Convert every line of the data below into a Markdown table with two columns, "Line No." and "Text", numbering each line and omitting blank lines.
━━ Provided data
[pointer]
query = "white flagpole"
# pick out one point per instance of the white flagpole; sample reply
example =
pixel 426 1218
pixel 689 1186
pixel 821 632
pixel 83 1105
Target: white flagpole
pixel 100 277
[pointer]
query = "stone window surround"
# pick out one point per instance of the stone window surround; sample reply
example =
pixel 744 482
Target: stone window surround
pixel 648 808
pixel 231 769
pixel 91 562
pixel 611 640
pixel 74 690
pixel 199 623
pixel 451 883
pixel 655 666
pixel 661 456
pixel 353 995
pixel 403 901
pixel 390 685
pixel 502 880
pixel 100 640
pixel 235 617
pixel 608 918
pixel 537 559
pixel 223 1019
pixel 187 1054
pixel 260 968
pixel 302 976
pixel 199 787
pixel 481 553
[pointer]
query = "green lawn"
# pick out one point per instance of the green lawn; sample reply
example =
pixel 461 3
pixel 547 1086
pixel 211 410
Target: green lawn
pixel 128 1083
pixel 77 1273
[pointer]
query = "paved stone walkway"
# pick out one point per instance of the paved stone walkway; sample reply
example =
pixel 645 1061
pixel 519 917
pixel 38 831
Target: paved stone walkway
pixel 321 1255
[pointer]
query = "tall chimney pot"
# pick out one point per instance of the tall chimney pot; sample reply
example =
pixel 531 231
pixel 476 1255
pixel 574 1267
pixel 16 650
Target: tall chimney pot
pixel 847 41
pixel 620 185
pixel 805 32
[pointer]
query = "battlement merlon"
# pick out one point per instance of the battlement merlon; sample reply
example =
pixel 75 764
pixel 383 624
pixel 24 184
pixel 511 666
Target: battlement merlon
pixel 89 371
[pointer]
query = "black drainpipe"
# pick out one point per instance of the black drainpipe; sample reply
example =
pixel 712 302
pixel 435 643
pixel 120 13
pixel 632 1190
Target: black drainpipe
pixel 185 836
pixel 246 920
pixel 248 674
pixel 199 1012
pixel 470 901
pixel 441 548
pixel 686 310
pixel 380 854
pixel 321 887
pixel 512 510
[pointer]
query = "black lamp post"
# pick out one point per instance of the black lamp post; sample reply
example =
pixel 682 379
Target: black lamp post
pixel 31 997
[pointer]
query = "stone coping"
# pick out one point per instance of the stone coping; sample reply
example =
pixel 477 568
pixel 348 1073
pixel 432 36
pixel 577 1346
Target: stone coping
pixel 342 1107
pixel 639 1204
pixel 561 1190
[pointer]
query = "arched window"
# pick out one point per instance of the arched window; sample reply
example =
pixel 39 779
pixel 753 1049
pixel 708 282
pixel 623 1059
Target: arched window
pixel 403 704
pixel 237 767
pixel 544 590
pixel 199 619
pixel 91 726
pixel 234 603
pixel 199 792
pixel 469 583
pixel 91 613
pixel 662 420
━━━━
== Final result ==
| Line No. | Text |
|---|---|
| 1 | [pointer] |
| 2 | query = "white flagpole" |
| 3 | # pick out one point per instance of the white flagpole; sample reply |
| 4 | example = |
| 5 | pixel 426 1218 |
| 6 | pixel 689 1186 |
| 7 | pixel 821 632 |
| 8 | pixel 83 1105 |
| 9 | Target: white flagpole |
| 10 | pixel 100 277 |
| 11 | [pointer] |
| 12 | query = "stone window surround" |
| 13 | # pick out one point per instance of the stone window surround; sample reply |
| 14 | example = |
| 15 | pixel 744 482 |
| 16 | Target: stone window surround |
| 17 | pixel 648 808 |
| 18 | pixel 231 769 |
| 19 | pixel 91 562 |
| 20 | pixel 611 640 |
| 21 | pixel 74 690 |
| 22 | pixel 199 623 |
| 23 | pixel 451 883 |
| 24 | pixel 655 666 |
| 25 | pixel 661 456 |
| 26 | pixel 353 995 |
| 27 | pixel 403 901 |
| 28 | pixel 390 685 |
| 29 | pixel 502 880 |
| 30 | pixel 100 640 |
| 31 | pixel 235 617 |
| 32 | pixel 608 918 |
| 33 | pixel 537 559 |
| 34 | pixel 223 1019 |
| 35 | pixel 187 1054 |
| 36 | pixel 260 968 |
| 37 | pixel 302 976 |
| 38 | pixel 199 787 |
| 39 | pixel 481 553 |
| 40 | [pointer] |
| 41 | query = "green lawn" |
| 42 | # pick out one point per instance of the green lawn; sample reply |
| 43 | example = |
| 44 | pixel 461 3 |
| 45 | pixel 547 1086 |
| 46 | pixel 211 410 |
| 47 | Target: green lawn |
| 48 | pixel 128 1083 |
| 49 | pixel 77 1273 |
| 50 | [pointer] |
| 51 | query = "paved stone walkway" |
| 52 | # pick out one point per instance of the paved stone walkway; sample reply |
| 53 | example = |
| 54 | pixel 645 1061 |
| 55 | pixel 519 917 |
| 56 | pixel 38 831 |
| 57 | Target: paved stone walkway |
| 58 | pixel 321 1255 |
| 59 | [pointer] |
| 60 | query = "tall chimney pot" |
| 61 | # pick out one point per instance of the tall chimney pot; sample reply |
| 62 | example = |
| 63 | pixel 531 231 |
| 64 | pixel 476 1255 |
| 65 | pixel 574 1267 |
| 66 | pixel 16 650 |
| 67 | Target: tall chimney pot |
| 68 | pixel 847 41 |
| 69 | pixel 620 185 |
| 70 | pixel 805 32 |
| 71 | [pointer] |
| 72 | query = "battlement merlon" |
| 73 | # pick out one point per instance of the battlement merlon; sample reply |
| 74 | example = |
| 75 | pixel 75 764 |
| 76 | pixel 383 624 |
| 77 | pixel 24 184 |
| 78 | pixel 511 666 |
| 79 | Target: battlement merlon |
| 80 | pixel 89 371 |
| 81 | [pointer] |
| 82 | query = "black drainpipe" |
| 83 | # pick out one point per instance of the black drainpipe; sample reply |
| 84 | example = |
| 85 | pixel 712 302 |
| 86 | pixel 435 643 |
| 87 | pixel 120 13 |
| 88 | pixel 632 1190 |
| 89 | Target: black drainpipe |
| 90 | pixel 185 836 |
| 91 | pixel 246 920 |
| 92 | pixel 248 674 |
| 93 | pixel 199 1012 |
| 94 | pixel 470 901 |
| 95 | pixel 441 548 |
| 96 | pixel 686 310 |
| 97 | pixel 380 854 |
| 98 | pixel 321 887 |
| 99 | pixel 512 510 |
| 100 | [pointer] |
| 101 | query = "black lamp post" |
| 102 | # pick out one point per instance of the black lamp post; sample reply |
| 103 | example = |
| 104 | pixel 682 379 |
| 105 | Target: black lamp post |
| 106 | pixel 31 997 |
| 107 | [pointer] |
| 108 | query = "stone coping" |
| 109 | # pick out one point per instance of the stone coping; sample reply |
| 110 | example = |
| 111 | pixel 477 568 |
| 112 | pixel 348 1073 |
| 113 | pixel 432 36 |
| 114 | pixel 577 1346 |
| 115 | Target: stone coping |
| 116 | pixel 342 1107 |
| 117 | pixel 639 1204 |
| 118 | pixel 561 1190 |
| 119 | [pointer] |
| 120 | query = "arched window" |
| 121 | # pick out one point per instance of the arched window; sample reply |
| 122 | example = |
| 123 | pixel 39 779 |
| 124 | pixel 753 1049 |
| 125 | pixel 708 282 |
| 126 | pixel 623 1059 |
| 127 | Target: arched window |
| 128 | pixel 403 704 |
| 129 | pixel 237 767 |
| 130 | pixel 544 590 |
| 131 | pixel 199 619 |
| 132 | pixel 91 726 |
| 133 | pixel 234 603 |
| 134 | pixel 199 792 |
| 135 | pixel 469 583 |
| 136 | pixel 91 613 |
| 137 | pixel 662 420 |